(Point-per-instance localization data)
==================================================

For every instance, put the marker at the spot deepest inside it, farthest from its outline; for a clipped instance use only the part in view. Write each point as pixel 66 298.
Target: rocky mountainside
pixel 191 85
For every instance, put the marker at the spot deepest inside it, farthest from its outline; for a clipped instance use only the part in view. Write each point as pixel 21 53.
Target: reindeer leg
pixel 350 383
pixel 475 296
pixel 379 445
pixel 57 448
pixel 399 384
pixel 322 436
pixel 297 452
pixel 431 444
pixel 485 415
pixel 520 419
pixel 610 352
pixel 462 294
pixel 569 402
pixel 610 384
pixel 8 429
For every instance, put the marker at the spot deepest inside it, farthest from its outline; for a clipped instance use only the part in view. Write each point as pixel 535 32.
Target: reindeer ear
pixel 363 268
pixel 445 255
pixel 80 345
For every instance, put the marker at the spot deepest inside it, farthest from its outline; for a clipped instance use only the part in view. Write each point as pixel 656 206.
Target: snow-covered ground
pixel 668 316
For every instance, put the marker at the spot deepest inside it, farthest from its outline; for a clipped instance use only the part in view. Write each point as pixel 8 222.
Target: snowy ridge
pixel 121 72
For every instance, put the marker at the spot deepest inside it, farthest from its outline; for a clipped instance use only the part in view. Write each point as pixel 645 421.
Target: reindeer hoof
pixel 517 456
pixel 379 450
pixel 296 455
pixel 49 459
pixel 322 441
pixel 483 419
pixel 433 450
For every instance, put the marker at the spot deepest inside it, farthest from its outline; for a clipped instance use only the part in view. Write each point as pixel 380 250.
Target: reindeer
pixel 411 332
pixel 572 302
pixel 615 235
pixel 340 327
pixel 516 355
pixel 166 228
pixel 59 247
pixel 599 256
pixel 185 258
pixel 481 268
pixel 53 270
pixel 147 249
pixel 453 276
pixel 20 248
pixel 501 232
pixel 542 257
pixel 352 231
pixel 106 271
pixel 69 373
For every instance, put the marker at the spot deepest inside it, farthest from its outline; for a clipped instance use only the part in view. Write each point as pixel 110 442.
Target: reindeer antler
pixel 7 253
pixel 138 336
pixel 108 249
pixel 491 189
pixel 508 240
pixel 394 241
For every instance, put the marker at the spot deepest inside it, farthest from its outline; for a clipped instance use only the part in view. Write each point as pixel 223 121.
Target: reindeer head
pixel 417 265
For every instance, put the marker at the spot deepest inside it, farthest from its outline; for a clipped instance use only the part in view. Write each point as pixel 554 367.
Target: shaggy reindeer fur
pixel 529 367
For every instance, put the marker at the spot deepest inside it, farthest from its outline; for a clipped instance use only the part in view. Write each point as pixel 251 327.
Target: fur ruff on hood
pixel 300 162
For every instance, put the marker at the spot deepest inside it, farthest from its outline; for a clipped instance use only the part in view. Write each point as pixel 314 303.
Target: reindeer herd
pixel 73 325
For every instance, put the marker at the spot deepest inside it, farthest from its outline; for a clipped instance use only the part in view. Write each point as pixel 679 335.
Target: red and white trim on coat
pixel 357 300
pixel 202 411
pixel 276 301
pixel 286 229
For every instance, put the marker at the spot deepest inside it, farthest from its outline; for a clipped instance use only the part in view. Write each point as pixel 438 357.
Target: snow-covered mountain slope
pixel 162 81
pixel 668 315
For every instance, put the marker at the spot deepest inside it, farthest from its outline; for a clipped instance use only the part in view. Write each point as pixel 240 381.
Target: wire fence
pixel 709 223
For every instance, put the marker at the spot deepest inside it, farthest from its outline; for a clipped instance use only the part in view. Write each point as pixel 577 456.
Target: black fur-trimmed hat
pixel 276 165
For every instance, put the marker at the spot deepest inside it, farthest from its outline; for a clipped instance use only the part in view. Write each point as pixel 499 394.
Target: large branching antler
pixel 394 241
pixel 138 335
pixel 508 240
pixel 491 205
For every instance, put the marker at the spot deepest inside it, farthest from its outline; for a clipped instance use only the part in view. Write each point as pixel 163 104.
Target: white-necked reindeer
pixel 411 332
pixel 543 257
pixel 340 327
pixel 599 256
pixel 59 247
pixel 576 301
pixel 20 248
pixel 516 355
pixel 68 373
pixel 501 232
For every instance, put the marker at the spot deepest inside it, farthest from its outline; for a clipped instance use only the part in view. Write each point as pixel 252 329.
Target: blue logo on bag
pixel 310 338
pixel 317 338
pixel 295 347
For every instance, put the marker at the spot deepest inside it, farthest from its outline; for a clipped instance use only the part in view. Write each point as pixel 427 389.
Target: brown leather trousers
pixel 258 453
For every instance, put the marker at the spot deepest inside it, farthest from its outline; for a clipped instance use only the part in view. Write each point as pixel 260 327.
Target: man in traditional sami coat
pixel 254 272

==================================================

WORK TO COMPLETE -> Whatever appears in the lines above should be copied exactly.

OUTPUT OF THE TASK ->
For every instance, put the marker at the spot deepest inside it, farthest from its outline; for a clipped instance use only the part in view. Write each point as pixel 66 298.
Target: rocky mountainside
pixel 191 85
For every instance, put the marker at the spot deepest inside it, farthest from its outline; for a clipped instance use only the part in view. Write each point as pixel 21 53.
Target: reindeer leg
pixel 350 383
pixel 475 296
pixel 379 445
pixel 57 448
pixel 399 384
pixel 322 436
pixel 297 452
pixel 431 444
pixel 485 415
pixel 520 419
pixel 610 352
pixel 462 294
pixel 569 402
pixel 610 384
pixel 8 429
For every instance, put the marker at the spot deepest inside it, farthest from its outline; for a clipped instance use only the part in view. Write each point as pixel 535 32.
Target: reindeer ear
pixel 363 268
pixel 445 255
pixel 80 345
For every instance, put the marker at the spot deepest inside it, farthest from its outline; for a clipped instance use only the part in view. Write each point as pixel 656 206.
Target: snow-covered ground
pixel 668 316
For every instance, put the marker at the spot deepest inside it, farthest from its outline; for a clipped instance use only the part in view. Write each point as pixel 8 222.
Target: snowy ridge
pixel 121 72
For every instance, put the marker at the spot deepest inside it, farthest from its outline; for a clipped instance use only the part in view. Write each point as pixel 645 421.
Target: reindeer hoof
pixel 517 456
pixel 379 450
pixel 296 455
pixel 49 459
pixel 322 441
pixel 483 419
pixel 433 450
For every instance, put the marker at the spot deepest inside it, farthest from its outline; for a clipped instance use only the part in view. Write each point as pixel 380 250.
Target: reindeer
pixel 411 332
pixel 572 302
pixel 615 235
pixel 340 327
pixel 516 355
pixel 166 228
pixel 59 247
pixel 599 256
pixel 185 258
pixel 481 268
pixel 53 270
pixel 147 249
pixel 453 276
pixel 20 248
pixel 501 232
pixel 542 257
pixel 352 231
pixel 106 271
pixel 69 373
For every instance, put the marker at the spot deepest inside it, farthest from its outline; for a clipped instance use only the part in view. Write each point as pixel 110 442.
Target: reindeer antler
pixel 7 253
pixel 138 336
pixel 108 249
pixel 491 189
pixel 508 240
pixel 394 241
For every instance, put the marker at the spot deepest inside it, farthest from its outline; for a clipped instance use only the part in view. Write each point as pixel 223 121.
Target: reindeer head
pixel 417 265
For every instance, put the marker at the spot deepest inside it, farthest from its outline; for a clipped instance use only the part in view. Write each point as pixel 554 367.
Target: shaggy reindeer fur
pixel 529 367
For every instance, put the marker at the spot deepest inside it, farthest from its outline; for a clipped instance use only the part in view. Write each point as pixel 251 327.
Target: fur ruff on hood
pixel 300 162
For every instance, put the marker at the spot deepest inside it, farthest from its outline; for a clipped instance use only the part in view. Write each point as pixel 314 303.
Target: reindeer herd
pixel 73 325
For every instance, put the marker at the spot deepest inside it, farthest from its outline; for a clipped instance use only the part in view. Write each point as pixel 679 335.
Target: red and white trim on coat
pixel 357 300
pixel 202 411
pixel 276 301
pixel 286 229
For every instance, put the marker at the spot deepest inside it, farthest from its outline; for a clipped instance use only the part in view. Write each point as pixel 438 357.
Target: snow-covered mountain slope
pixel 162 81
pixel 668 315
For every instance, put the marker at the spot deepest inside it, farthest from its outline; for a clipped instance use only the part in view. Write each point as pixel 240 381.
Target: wire fence
pixel 709 223
For every instance, put the marker at the spot deepest inside it, farthest from its outline; for a clipped instance use only the part in view. Write each point as pixel 577 456.
Target: black fur-trimmed hat
pixel 276 165
For every instance, put the marker at the spot deepest inside it, farthest from its outline; for a clipped instance use only the part in view. Write each point as pixel 499 394.
Target: large branching antler
pixel 394 241
pixel 138 335
pixel 508 240
pixel 491 205
For every instance, put the marker at the spot deepest inside it, farthest from its outline; for a clipped instance use only the part in view. Write each point as pixel 163 104.
Target: white-necked reindeer
pixel 411 332
pixel 543 257
pixel 340 327
pixel 599 256
pixel 59 247
pixel 576 301
pixel 20 248
pixel 516 355
pixel 68 373
pixel 501 232
For every instance, put the marker at the spot deepest inside it, farthest from its outline; for a clipped instance use only the part in view. Write each point as pixel 252 329.
Target: blue logo on bag
pixel 310 338
pixel 317 338
pixel 295 347
For every instance, put the marker at the spot deepest inside it, farthest from its outline; for a clipped instance use only the part in view. Write each point as pixel 427 389.
Target: brown leather trousers
pixel 258 453
For every instance, put the marker at the spot deepest inside it, farthest from its outline; for a clipped instance use only the part in view. Write each point as pixel 260 327.
Target: man in traditional sami coat
pixel 254 272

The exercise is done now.